Stored dataset items
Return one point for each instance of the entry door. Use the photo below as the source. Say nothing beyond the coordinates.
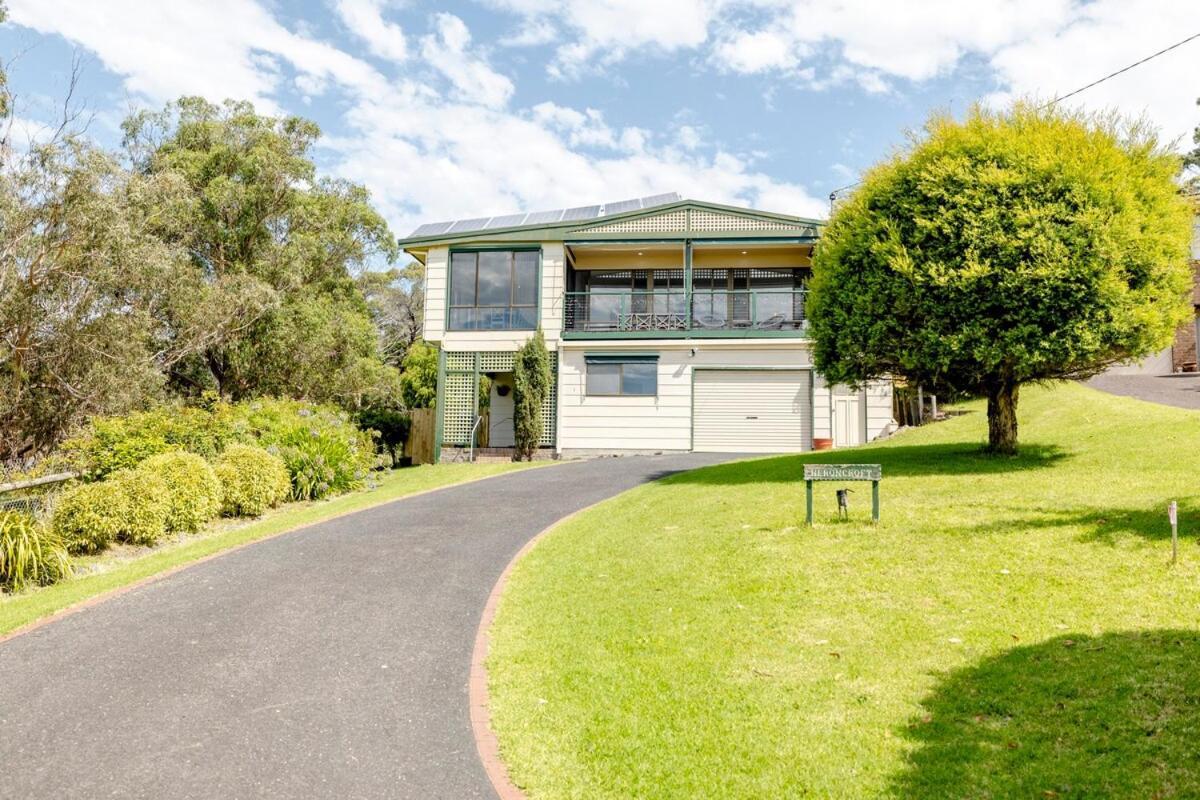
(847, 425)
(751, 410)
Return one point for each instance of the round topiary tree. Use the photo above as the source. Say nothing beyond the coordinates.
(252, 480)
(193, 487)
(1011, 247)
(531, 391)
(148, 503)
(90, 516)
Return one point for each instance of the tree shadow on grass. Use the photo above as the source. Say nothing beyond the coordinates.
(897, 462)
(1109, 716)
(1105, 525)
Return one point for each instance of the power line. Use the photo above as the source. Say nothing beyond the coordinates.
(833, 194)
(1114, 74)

---

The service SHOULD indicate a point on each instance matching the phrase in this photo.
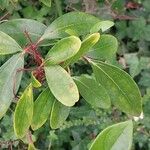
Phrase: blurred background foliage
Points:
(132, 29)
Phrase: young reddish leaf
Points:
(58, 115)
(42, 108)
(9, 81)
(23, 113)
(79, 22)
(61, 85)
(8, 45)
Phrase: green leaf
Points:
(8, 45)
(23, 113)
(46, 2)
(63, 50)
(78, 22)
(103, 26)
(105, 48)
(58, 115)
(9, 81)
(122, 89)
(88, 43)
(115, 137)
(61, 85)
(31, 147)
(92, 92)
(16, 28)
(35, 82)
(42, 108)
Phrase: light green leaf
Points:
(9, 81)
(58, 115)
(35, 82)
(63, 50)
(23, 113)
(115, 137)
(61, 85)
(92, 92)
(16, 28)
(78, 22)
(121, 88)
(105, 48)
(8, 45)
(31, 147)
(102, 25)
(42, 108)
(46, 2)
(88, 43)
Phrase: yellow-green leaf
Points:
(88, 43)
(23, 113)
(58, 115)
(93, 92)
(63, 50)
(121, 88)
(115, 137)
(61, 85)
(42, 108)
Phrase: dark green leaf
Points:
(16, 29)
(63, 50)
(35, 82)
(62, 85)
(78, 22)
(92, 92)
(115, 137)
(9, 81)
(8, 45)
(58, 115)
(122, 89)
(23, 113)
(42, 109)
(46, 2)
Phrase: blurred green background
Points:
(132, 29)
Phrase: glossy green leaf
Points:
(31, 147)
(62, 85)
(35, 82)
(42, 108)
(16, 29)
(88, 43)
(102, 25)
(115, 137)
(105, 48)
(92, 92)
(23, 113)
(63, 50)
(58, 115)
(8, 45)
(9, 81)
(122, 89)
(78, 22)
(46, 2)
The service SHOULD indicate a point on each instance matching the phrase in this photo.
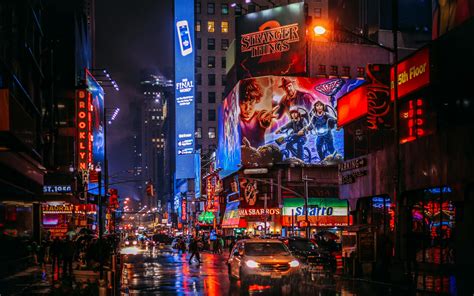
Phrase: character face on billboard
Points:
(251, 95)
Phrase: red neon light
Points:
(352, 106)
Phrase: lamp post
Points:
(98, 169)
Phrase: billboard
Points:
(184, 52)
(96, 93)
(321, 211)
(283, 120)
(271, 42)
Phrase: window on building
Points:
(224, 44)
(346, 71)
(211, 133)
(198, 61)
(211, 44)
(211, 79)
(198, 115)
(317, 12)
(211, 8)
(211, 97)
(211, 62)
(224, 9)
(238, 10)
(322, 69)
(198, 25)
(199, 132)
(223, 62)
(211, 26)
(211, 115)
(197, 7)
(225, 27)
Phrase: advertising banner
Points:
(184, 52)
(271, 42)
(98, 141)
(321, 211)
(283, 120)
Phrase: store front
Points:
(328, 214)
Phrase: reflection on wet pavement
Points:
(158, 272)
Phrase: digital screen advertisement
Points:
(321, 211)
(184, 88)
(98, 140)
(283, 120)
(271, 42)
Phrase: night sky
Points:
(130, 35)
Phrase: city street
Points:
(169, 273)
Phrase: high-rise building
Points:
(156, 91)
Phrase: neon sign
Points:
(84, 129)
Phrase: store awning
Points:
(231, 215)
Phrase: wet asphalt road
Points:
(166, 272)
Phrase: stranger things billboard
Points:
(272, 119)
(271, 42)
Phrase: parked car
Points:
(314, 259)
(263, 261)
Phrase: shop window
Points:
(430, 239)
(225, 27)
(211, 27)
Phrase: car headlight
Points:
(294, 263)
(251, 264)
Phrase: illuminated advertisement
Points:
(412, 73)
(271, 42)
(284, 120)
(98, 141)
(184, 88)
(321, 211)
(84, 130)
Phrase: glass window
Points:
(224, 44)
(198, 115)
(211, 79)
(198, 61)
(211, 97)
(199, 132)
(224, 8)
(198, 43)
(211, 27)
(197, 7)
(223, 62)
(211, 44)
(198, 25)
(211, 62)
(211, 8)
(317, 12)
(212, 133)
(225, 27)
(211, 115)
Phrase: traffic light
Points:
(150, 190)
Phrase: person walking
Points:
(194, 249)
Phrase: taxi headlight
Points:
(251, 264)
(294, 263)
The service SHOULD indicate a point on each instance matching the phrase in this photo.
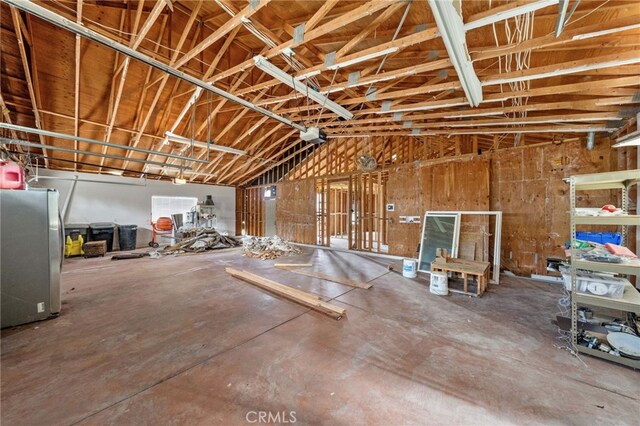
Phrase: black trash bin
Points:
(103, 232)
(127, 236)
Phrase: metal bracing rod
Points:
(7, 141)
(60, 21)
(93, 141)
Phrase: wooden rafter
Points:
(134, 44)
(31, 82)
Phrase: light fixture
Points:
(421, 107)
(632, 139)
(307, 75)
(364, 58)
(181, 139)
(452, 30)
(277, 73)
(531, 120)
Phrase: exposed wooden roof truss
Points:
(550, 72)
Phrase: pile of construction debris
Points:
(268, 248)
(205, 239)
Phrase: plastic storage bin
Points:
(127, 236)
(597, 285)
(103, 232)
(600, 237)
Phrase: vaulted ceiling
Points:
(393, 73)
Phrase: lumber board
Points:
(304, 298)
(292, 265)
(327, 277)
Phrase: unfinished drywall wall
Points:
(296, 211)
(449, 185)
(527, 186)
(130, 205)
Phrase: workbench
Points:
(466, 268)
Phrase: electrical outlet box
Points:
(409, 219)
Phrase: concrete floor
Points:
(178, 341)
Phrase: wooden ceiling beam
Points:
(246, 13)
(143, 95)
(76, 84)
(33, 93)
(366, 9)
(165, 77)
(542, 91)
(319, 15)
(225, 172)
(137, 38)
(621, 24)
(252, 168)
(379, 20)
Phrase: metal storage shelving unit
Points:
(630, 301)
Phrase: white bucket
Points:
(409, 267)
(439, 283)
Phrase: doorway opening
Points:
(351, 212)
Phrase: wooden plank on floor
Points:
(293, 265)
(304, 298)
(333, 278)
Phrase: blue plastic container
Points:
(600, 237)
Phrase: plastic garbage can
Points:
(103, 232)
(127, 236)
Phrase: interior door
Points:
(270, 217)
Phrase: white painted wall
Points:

--

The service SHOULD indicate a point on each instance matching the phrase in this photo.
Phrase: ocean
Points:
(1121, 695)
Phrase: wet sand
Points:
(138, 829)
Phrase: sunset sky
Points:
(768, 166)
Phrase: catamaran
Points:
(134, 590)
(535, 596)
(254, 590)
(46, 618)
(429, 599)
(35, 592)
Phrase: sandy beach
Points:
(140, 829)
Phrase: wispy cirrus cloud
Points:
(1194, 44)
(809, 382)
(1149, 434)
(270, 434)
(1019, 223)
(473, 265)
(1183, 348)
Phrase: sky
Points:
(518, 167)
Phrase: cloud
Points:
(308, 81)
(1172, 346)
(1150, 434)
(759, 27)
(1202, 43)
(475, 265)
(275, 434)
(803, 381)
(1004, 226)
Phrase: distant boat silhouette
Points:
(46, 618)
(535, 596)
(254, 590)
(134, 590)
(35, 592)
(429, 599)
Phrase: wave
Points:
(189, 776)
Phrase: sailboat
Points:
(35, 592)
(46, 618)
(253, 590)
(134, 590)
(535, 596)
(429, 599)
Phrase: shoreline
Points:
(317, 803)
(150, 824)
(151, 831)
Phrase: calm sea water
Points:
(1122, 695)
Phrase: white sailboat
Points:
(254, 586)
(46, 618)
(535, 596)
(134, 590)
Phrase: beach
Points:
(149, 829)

* TASK DIRECTIONS: Above are some records. Copy each of their lines that holds the string "green".

* ANSWER SPACE:
Phrase: green leaf
Phrase: light green leaf
Phrase: yellow-green leaf
Phrase: dark green leaf
Phrase: blurred green background
Phrase: glossy green leaf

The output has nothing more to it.